Replace "pixel values" with "coordinate values" in the rows below, starting at the line that contains "stainless steel range?" and ending at the line that contains "left=65, top=319, right=76, bottom=395". Return only those lines, with nothing else changed.

* _SUPPLIED INFORMATION_:
>>

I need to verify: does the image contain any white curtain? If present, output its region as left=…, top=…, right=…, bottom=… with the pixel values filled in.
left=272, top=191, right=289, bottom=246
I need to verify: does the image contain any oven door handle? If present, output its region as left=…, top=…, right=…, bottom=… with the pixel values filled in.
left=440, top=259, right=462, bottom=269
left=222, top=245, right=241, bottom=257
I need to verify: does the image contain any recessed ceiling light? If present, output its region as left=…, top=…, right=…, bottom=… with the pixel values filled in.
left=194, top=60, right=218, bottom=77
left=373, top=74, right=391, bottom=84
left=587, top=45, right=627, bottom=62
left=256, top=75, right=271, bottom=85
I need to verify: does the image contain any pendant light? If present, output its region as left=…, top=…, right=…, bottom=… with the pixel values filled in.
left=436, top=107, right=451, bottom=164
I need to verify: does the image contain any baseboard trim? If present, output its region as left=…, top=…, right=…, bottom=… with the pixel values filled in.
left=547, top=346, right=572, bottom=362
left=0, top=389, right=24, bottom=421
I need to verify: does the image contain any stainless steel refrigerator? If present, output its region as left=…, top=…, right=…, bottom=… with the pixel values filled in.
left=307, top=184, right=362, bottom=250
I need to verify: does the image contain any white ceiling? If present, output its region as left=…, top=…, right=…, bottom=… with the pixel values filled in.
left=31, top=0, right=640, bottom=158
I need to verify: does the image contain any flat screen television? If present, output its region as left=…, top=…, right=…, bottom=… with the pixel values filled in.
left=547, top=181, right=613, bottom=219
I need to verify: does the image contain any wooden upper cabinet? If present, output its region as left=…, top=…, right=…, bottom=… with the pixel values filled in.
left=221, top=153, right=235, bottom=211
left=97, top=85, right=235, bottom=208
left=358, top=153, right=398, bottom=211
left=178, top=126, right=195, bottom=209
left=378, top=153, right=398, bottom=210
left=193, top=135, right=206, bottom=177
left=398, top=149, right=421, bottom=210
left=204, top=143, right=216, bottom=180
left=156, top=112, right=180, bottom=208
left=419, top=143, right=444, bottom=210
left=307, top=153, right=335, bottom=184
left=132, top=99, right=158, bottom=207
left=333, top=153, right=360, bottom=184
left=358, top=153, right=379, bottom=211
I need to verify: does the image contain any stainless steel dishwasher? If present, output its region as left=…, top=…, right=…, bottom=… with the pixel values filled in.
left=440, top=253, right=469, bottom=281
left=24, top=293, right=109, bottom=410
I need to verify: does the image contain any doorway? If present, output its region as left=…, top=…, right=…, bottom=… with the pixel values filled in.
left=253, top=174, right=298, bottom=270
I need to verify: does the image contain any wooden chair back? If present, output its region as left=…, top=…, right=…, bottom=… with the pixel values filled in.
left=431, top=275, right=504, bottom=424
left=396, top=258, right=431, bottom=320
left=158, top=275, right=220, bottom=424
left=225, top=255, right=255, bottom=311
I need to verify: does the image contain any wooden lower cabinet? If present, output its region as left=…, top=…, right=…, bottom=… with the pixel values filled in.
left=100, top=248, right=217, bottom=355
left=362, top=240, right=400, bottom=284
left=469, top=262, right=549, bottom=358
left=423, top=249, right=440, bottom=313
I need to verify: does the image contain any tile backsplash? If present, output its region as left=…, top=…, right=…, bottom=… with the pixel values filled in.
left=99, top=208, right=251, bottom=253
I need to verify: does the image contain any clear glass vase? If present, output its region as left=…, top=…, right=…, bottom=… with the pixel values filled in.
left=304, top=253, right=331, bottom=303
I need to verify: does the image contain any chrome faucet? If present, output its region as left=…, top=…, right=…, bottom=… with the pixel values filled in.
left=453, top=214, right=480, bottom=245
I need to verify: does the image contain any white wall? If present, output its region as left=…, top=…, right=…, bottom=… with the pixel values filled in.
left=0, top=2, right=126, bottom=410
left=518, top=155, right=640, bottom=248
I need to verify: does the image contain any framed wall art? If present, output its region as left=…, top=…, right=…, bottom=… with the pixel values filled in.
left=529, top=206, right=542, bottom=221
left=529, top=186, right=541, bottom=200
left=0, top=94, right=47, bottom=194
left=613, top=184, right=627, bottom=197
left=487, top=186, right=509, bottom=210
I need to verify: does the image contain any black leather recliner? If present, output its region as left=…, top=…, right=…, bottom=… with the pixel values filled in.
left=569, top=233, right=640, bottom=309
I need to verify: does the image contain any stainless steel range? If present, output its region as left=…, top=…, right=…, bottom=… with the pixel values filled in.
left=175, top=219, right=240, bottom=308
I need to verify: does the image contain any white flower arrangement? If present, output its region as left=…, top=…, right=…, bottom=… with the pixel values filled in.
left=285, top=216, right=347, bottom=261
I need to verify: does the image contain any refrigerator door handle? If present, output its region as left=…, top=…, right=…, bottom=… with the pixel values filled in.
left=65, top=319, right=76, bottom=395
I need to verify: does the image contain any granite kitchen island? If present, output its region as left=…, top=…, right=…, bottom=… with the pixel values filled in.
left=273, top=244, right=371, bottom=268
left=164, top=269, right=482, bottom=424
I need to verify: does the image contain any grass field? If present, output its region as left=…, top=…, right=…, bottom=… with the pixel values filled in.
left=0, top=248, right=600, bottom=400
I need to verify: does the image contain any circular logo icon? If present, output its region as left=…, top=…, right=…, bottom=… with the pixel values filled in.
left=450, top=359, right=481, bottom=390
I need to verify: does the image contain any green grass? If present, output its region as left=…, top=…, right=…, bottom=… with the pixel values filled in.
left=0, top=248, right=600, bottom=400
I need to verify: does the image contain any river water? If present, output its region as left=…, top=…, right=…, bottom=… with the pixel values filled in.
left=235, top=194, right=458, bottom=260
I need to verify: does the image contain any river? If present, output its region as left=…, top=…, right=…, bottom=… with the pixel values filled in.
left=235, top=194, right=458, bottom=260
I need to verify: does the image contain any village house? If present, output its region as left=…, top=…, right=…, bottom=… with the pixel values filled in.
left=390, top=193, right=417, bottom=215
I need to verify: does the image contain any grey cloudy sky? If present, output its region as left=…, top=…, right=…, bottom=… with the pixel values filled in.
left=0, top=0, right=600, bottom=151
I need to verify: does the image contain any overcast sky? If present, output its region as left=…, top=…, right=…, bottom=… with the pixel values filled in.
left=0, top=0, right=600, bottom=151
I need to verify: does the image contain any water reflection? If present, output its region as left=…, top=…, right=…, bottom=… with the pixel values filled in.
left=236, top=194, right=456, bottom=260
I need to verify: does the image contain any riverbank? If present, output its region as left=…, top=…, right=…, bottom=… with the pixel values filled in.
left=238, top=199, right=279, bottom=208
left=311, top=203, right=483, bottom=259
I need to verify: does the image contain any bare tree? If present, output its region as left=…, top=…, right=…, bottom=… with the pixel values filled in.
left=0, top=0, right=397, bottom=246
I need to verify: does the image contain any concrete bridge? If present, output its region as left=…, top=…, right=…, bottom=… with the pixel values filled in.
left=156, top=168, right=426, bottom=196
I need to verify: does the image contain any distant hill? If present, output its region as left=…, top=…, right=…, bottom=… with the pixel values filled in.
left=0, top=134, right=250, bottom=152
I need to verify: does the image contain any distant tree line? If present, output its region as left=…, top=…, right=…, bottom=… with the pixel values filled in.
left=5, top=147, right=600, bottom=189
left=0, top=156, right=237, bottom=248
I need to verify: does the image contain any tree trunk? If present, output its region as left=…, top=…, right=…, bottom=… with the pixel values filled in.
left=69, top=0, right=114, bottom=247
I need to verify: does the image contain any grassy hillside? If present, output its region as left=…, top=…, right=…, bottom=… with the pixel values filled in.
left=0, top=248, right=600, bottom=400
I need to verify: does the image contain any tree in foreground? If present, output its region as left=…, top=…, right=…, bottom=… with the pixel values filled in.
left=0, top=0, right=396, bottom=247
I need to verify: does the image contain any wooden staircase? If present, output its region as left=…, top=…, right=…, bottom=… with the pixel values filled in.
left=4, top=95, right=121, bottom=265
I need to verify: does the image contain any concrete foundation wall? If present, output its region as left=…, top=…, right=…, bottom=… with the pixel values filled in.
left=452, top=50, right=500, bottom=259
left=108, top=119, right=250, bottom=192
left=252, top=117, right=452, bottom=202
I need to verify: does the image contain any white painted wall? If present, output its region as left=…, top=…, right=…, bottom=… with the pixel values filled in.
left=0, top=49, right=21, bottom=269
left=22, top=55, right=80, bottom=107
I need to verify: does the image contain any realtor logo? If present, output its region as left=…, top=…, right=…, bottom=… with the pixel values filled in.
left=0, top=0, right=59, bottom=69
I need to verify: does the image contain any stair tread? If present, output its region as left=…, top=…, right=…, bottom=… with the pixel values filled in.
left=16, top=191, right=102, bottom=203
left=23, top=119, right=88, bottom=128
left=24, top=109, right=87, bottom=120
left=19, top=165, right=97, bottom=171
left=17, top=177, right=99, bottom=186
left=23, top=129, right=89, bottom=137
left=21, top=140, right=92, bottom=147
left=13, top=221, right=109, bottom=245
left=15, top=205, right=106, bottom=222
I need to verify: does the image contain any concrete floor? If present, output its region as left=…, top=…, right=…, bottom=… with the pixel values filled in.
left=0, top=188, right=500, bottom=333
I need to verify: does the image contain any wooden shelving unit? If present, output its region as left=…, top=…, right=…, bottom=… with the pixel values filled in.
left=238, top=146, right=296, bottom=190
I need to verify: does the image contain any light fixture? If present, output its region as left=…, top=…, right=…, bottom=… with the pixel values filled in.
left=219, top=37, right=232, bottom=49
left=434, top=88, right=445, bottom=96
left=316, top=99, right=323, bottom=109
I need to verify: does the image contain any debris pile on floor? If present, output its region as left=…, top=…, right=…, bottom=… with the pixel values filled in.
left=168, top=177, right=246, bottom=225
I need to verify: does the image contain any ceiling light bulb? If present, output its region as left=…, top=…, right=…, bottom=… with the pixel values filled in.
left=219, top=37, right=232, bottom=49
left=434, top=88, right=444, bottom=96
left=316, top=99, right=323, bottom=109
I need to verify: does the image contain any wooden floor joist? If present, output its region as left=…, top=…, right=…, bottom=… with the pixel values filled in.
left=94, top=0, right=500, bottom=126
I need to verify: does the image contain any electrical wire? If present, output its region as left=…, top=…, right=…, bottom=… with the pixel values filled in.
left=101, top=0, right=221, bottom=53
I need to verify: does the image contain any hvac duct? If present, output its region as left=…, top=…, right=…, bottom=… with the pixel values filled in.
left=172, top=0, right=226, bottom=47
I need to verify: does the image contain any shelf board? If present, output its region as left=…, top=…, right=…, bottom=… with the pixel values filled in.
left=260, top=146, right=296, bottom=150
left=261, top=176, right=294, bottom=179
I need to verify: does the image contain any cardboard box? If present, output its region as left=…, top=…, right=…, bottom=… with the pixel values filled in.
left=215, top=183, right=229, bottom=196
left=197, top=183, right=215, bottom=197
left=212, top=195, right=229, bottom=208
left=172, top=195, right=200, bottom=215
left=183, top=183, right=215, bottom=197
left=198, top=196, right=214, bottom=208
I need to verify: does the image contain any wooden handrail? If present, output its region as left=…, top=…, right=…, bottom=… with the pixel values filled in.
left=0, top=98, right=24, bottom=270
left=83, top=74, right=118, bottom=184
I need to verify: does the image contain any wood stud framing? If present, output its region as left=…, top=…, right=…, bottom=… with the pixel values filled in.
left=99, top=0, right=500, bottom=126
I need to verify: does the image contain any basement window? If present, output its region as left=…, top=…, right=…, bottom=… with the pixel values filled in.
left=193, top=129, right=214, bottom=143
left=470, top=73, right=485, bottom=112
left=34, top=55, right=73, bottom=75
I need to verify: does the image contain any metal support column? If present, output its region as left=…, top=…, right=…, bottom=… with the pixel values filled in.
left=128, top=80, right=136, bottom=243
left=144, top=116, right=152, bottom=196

<<

* _THE OUTPUT_:
I need to verify: does the image contain any stainless steel range? If present, output its region as left=…, top=…, right=…, bottom=… with the coordinate values filled in.
left=175, top=219, right=240, bottom=308
I need to verify: does the image contain any white flower arrangement? If present, output its region as left=…, top=…, right=…, bottom=… with the coordinate values filled in.
left=285, top=216, right=347, bottom=261
I need to verify: does the image contain any refrigerator door handle? If present, output its region as left=…, top=…, right=…, bottom=… with the coordinate values filled in.
left=65, top=319, right=76, bottom=395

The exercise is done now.